_DATA SHOWN:_
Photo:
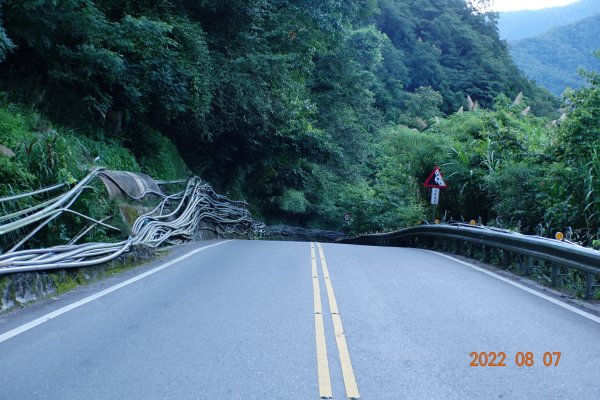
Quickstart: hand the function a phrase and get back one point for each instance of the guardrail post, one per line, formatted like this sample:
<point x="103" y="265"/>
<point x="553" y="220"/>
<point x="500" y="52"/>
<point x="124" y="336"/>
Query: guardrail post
<point x="527" y="266"/>
<point x="590" y="282"/>
<point x="555" y="274"/>
<point x="505" y="259"/>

_AIM OF THE TASK:_ Please write out every line of the entries again, requests included, resizing only the x and y coordinates of the answer points by a factor of 2.2 and rounding them to whole numbers, with halves rounded up. Keep the sample points inside the requests unchanged, and leave the pictures out.

_EXERCISE RESPONSE:_
Photo:
Quickstart: hand the function a phrase and get back one point for each instance of the guardrail post, one per line, formatted like this sample:
<point x="103" y="265"/>
<point x="553" y="220"/>
<point x="500" y="52"/>
<point x="124" y="336"/>
Query: guardrail post
<point x="1159" y="585"/>
<point x="1298" y="620"/>
<point x="1221" y="603"/>
<point x="1111" y="570"/>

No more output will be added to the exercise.